[Point annotation dataset records]
□ □ □

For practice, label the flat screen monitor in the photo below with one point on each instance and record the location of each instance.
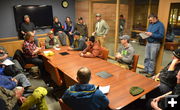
(40, 15)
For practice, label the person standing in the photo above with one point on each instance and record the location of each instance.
(31, 52)
(155, 32)
(58, 31)
(101, 29)
(126, 52)
(51, 41)
(82, 28)
(69, 29)
(79, 44)
(28, 26)
(122, 22)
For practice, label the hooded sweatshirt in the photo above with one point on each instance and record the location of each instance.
(6, 82)
(85, 97)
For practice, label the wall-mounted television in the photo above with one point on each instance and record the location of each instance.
(40, 15)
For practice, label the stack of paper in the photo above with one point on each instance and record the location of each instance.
(104, 89)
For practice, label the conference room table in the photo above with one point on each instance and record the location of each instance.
(120, 82)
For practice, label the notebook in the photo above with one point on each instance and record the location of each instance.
(104, 74)
(143, 35)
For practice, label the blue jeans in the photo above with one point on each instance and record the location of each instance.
(151, 52)
(22, 80)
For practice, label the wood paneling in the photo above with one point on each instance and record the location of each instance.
(121, 81)
(163, 14)
(12, 46)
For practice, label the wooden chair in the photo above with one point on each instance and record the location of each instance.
(53, 71)
(63, 105)
(105, 53)
(135, 62)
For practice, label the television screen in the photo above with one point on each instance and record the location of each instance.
(40, 15)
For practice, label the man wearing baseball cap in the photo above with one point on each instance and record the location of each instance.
(167, 76)
(126, 52)
(82, 28)
(101, 29)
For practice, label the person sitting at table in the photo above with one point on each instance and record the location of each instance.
(167, 76)
(51, 41)
(58, 31)
(85, 96)
(10, 83)
(79, 43)
(126, 52)
(93, 49)
(3, 54)
(158, 103)
(31, 52)
(14, 99)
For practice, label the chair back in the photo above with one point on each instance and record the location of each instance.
(105, 53)
(63, 105)
(42, 43)
(135, 62)
(53, 71)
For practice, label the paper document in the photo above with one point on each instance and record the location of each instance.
(7, 62)
(143, 35)
(104, 89)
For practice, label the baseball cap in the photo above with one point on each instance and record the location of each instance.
(98, 15)
(176, 53)
(136, 90)
(124, 37)
(50, 32)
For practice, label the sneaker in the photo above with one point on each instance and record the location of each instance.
(143, 72)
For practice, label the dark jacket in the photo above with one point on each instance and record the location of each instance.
(8, 98)
(169, 77)
(6, 82)
(157, 30)
(79, 45)
(82, 28)
(68, 27)
(93, 50)
(57, 27)
(26, 27)
(127, 54)
(85, 97)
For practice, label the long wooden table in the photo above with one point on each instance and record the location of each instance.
(120, 83)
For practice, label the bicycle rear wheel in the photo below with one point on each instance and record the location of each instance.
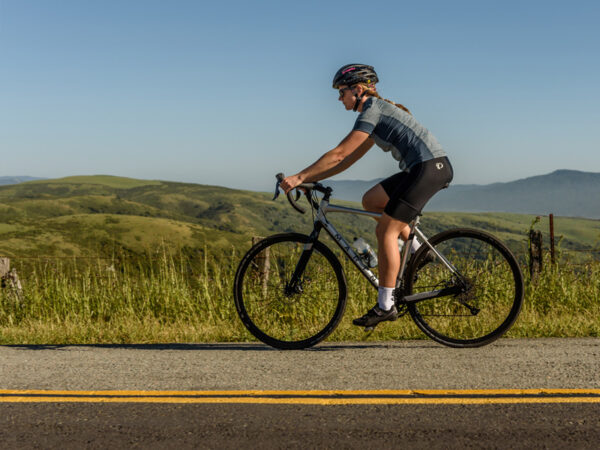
(491, 283)
(283, 315)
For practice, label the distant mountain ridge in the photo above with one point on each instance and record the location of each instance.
(563, 192)
(16, 180)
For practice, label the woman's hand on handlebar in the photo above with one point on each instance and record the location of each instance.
(291, 182)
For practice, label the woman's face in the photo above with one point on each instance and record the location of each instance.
(347, 97)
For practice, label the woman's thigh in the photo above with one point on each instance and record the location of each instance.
(375, 199)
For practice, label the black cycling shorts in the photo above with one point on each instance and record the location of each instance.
(409, 191)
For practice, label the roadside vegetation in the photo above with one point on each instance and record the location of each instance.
(113, 260)
(188, 298)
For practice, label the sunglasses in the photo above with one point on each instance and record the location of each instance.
(342, 90)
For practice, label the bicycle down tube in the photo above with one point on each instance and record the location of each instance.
(322, 222)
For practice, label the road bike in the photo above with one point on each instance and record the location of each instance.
(462, 287)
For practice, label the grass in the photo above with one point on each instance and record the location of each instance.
(162, 297)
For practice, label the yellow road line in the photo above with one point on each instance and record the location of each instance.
(309, 397)
(456, 392)
(306, 401)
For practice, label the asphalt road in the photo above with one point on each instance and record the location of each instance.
(411, 365)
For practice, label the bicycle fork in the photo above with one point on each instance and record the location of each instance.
(294, 286)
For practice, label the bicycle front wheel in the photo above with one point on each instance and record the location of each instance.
(491, 288)
(284, 311)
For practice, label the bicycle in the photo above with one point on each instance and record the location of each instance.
(462, 287)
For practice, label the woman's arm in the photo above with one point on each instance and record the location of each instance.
(351, 149)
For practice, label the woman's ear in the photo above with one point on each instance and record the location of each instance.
(358, 90)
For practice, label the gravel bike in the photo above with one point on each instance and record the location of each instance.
(462, 287)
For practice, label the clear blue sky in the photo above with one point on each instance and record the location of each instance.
(232, 92)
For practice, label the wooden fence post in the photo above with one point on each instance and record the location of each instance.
(9, 278)
(552, 254)
(264, 264)
(4, 267)
(535, 252)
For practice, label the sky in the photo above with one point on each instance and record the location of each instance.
(230, 93)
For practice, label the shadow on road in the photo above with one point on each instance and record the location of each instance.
(225, 346)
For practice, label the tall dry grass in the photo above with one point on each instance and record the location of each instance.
(177, 298)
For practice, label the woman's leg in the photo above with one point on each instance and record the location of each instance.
(387, 231)
(375, 200)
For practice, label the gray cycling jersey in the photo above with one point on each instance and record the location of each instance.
(395, 130)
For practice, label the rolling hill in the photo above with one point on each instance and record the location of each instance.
(96, 215)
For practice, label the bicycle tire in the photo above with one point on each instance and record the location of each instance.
(495, 288)
(282, 319)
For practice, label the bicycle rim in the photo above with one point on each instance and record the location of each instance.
(491, 300)
(284, 318)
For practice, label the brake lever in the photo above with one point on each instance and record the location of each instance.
(276, 190)
(280, 176)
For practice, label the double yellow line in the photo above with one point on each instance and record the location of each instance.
(311, 397)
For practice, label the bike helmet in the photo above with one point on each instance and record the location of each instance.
(351, 74)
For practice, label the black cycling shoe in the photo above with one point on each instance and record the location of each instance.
(376, 315)
(429, 258)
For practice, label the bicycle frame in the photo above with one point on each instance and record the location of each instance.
(322, 222)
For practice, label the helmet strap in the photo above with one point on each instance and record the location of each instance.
(357, 102)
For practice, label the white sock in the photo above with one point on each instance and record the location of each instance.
(385, 298)
(415, 246)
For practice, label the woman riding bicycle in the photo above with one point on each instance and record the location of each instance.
(425, 170)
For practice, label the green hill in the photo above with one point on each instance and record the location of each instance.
(94, 215)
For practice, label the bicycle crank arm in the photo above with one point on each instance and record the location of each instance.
(421, 296)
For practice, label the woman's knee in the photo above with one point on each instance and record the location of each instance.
(375, 199)
(389, 227)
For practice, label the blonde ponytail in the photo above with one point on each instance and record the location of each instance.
(371, 91)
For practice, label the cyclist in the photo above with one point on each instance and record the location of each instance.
(425, 170)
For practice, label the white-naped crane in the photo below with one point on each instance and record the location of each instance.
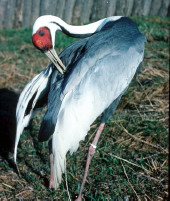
(86, 80)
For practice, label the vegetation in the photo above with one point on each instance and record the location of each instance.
(131, 161)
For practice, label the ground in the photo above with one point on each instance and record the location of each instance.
(131, 161)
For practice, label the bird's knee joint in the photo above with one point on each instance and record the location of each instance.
(92, 149)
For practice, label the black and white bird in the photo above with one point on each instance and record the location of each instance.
(8, 103)
(87, 79)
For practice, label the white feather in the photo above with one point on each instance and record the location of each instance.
(79, 110)
(36, 85)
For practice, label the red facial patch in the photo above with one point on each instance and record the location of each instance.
(42, 39)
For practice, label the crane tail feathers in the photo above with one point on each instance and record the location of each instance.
(28, 99)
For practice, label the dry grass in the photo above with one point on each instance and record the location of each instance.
(132, 156)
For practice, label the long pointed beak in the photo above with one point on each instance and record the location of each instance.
(52, 55)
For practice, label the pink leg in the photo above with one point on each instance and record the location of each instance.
(89, 157)
(51, 172)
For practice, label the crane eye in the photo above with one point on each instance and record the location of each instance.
(41, 33)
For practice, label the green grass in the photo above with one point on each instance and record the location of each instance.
(131, 157)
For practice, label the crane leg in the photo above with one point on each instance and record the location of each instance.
(91, 152)
(51, 185)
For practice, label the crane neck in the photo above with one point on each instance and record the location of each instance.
(82, 31)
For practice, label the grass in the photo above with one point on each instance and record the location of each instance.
(132, 157)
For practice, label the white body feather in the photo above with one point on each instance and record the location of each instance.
(36, 85)
(79, 110)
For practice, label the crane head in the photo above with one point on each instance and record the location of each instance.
(43, 38)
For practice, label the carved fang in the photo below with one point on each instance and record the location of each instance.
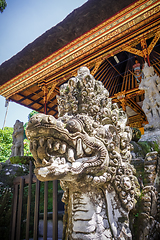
(79, 148)
(71, 155)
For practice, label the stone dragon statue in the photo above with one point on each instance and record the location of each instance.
(88, 149)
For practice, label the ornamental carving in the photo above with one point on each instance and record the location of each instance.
(88, 149)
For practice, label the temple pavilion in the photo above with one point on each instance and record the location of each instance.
(112, 38)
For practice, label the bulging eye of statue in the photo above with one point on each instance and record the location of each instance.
(73, 126)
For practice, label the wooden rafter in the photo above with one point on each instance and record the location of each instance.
(133, 105)
(54, 84)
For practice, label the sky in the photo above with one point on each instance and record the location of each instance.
(20, 24)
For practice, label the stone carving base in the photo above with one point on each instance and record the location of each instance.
(151, 135)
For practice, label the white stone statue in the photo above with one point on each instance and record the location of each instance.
(151, 104)
(88, 149)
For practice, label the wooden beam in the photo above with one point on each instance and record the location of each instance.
(133, 105)
(93, 72)
(54, 84)
(153, 43)
(133, 50)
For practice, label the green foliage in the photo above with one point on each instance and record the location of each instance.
(3, 5)
(5, 143)
(31, 114)
(5, 211)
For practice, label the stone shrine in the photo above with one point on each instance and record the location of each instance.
(18, 136)
(88, 149)
(151, 104)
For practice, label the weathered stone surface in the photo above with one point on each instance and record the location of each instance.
(88, 149)
(151, 104)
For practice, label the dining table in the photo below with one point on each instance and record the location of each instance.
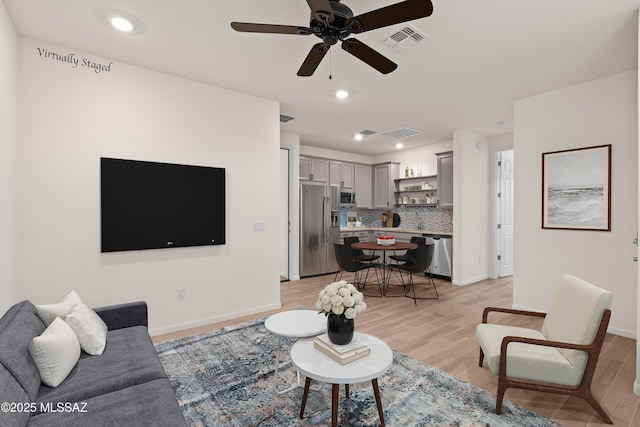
(374, 246)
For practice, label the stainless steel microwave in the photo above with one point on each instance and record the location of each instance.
(347, 199)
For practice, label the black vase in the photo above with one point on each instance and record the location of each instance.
(339, 329)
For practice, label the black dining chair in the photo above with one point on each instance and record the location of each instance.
(348, 264)
(410, 255)
(419, 265)
(358, 254)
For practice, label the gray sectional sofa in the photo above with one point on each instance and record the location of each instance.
(125, 386)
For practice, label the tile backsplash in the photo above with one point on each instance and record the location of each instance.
(422, 217)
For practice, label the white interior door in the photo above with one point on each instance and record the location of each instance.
(505, 214)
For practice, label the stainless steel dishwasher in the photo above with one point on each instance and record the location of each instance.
(441, 265)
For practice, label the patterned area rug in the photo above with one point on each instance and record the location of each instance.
(226, 378)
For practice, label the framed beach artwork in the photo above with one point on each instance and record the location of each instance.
(576, 189)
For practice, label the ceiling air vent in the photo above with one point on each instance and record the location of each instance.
(405, 38)
(402, 133)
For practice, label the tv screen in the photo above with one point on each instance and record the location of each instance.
(148, 205)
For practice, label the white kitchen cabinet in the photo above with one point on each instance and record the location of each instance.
(363, 186)
(341, 174)
(383, 184)
(445, 179)
(312, 169)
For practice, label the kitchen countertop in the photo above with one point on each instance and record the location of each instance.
(397, 230)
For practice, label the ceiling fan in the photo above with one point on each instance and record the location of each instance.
(332, 21)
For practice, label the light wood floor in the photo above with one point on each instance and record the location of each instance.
(442, 333)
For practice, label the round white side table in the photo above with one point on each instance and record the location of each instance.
(316, 365)
(296, 324)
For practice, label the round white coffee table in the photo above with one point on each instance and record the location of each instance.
(296, 324)
(316, 365)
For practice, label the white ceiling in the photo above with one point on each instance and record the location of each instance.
(480, 57)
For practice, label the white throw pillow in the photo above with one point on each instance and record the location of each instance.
(89, 328)
(48, 312)
(55, 352)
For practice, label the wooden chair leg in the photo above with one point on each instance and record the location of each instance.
(502, 388)
(335, 388)
(588, 397)
(305, 394)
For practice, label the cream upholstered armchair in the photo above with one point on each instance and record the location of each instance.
(562, 357)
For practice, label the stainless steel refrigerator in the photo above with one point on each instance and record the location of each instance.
(319, 228)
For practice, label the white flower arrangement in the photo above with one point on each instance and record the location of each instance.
(341, 298)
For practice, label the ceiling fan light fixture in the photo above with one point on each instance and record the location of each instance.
(121, 23)
(342, 94)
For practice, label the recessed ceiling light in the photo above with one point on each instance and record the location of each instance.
(121, 23)
(342, 94)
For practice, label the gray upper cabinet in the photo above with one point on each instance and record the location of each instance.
(341, 174)
(312, 169)
(363, 186)
(445, 179)
(383, 184)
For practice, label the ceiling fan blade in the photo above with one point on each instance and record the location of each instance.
(248, 27)
(396, 13)
(311, 62)
(369, 56)
(320, 9)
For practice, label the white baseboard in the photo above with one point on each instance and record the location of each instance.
(469, 281)
(213, 319)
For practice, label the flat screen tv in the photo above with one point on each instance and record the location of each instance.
(149, 205)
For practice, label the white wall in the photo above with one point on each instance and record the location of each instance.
(471, 199)
(291, 141)
(8, 163)
(69, 117)
(420, 157)
(602, 111)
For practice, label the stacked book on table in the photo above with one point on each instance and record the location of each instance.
(342, 354)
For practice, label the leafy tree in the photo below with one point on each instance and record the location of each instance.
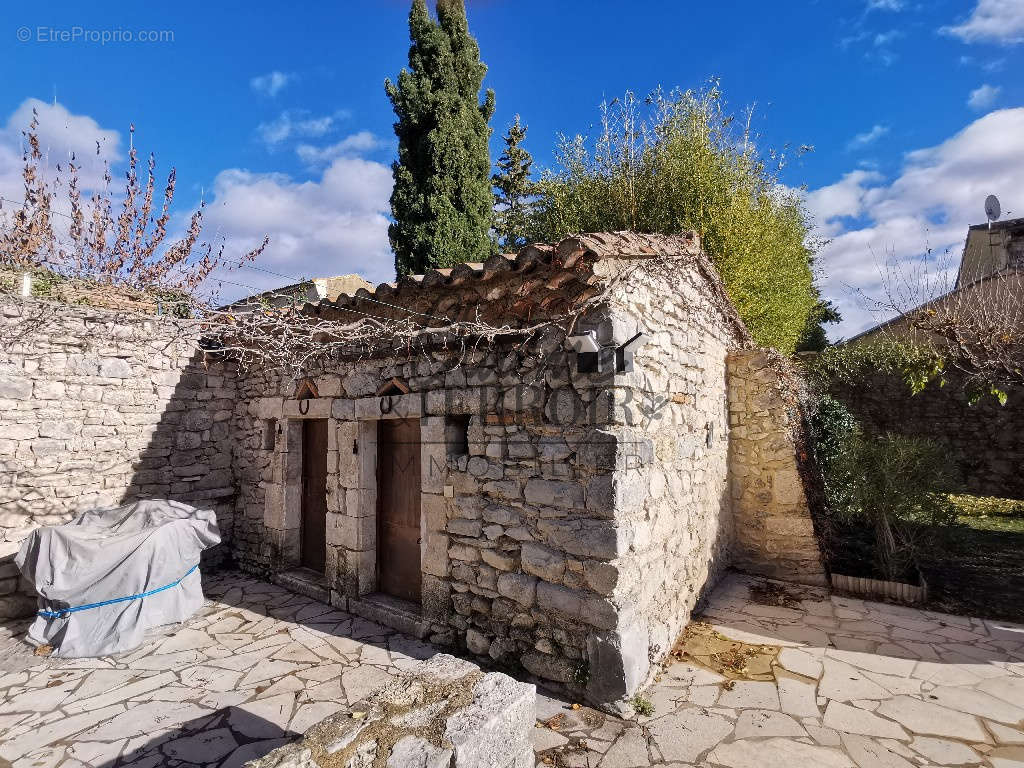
(812, 338)
(441, 202)
(675, 162)
(513, 188)
(892, 484)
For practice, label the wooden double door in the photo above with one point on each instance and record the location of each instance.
(313, 532)
(398, 472)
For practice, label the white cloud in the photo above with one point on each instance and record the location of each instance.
(937, 195)
(884, 38)
(271, 83)
(993, 22)
(354, 144)
(291, 124)
(886, 4)
(983, 97)
(334, 225)
(868, 137)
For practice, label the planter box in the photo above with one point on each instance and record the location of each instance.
(904, 593)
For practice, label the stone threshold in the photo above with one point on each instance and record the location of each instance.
(304, 582)
(391, 611)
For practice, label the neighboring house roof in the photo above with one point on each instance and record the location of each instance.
(990, 283)
(991, 248)
(990, 253)
(316, 289)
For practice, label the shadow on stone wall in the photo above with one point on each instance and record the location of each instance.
(188, 456)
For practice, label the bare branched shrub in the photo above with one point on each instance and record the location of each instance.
(107, 243)
(977, 328)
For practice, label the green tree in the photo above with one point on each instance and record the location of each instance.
(813, 338)
(512, 188)
(441, 203)
(675, 162)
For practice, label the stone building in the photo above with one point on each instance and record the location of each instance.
(556, 501)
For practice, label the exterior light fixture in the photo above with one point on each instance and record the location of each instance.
(624, 354)
(586, 347)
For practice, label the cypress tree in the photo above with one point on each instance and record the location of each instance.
(512, 188)
(441, 201)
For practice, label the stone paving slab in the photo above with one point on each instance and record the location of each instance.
(856, 685)
(257, 666)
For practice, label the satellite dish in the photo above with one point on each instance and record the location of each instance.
(992, 210)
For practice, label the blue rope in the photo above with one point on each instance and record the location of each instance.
(67, 611)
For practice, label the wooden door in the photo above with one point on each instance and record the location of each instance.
(314, 494)
(398, 508)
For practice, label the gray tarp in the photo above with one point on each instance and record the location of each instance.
(108, 554)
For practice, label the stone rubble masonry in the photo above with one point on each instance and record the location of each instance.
(569, 521)
(983, 441)
(774, 528)
(97, 409)
(444, 713)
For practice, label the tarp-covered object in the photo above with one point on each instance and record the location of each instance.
(107, 555)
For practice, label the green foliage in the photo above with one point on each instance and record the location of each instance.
(812, 338)
(513, 188)
(677, 162)
(441, 202)
(853, 364)
(642, 706)
(986, 506)
(833, 427)
(892, 485)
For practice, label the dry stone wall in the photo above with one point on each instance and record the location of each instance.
(984, 441)
(99, 408)
(775, 534)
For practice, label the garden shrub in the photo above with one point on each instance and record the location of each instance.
(892, 486)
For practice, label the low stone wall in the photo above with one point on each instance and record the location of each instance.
(774, 527)
(983, 441)
(100, 408)
(444, 714)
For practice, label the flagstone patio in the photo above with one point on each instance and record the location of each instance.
(853, 683)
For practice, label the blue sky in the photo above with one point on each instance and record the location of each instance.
(278, 116)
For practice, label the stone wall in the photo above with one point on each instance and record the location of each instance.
(443, 713)
(774, 527)
(97, 409)
(669, 487)
(984, 441)
(572, 530)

□ □ □

* _The request_
Copy out exactly the lines from the line with "For practice, label the stone rubble" to the end of the listing, including both of those lines, and give nothing else.

* _Output for this task_
For practice, label the stone rubble masonry in the photo above with one point on each instance and record the location of each instance.
(569, 521)
(983, 441)
(774, 528)
(97, 409)
(444, 713)
For practice, label the tarp-covered object in the photo above with one point on each instance and record the location of each instance.
(107, 555)
For practice, label the green foliage in the photo above with one point on each instance and record the location of each instance.
(812, 338)
(513, 188)
(677, 162)
(441, 202)
(853, 364)
(642, 706)
(986, 506)
(833, 427)
(892, 485)
For practice, label the dry stone wall in the photo above with one point on each instance and record the location of each instance.
(984, 441)
(99, 408)
(775, 534)
For practice, label the garden shrub in the photo above with one point on each instance and record the location of each instance.
(892, 486)
For practice, label the low stone wall in the photo above with one point on each instance and record the location of each instance.
(774, 527)
(983, 441)
(100, 408)
(444, 714)
For practice, label the flagstone patio in the photo above with one point on each instance and record the location of each instance.
(853, 683)
For practice, label the blue sky in the photo above with one point on each instance and record the location of each instance.
(278, 116)
For practice, label the stone wall in the photo above with one point on each instance and record the location of each instance.
(443, 713)
(774, 527)
(97, 409)
(669, 487)
(984, 441)
(572, 530)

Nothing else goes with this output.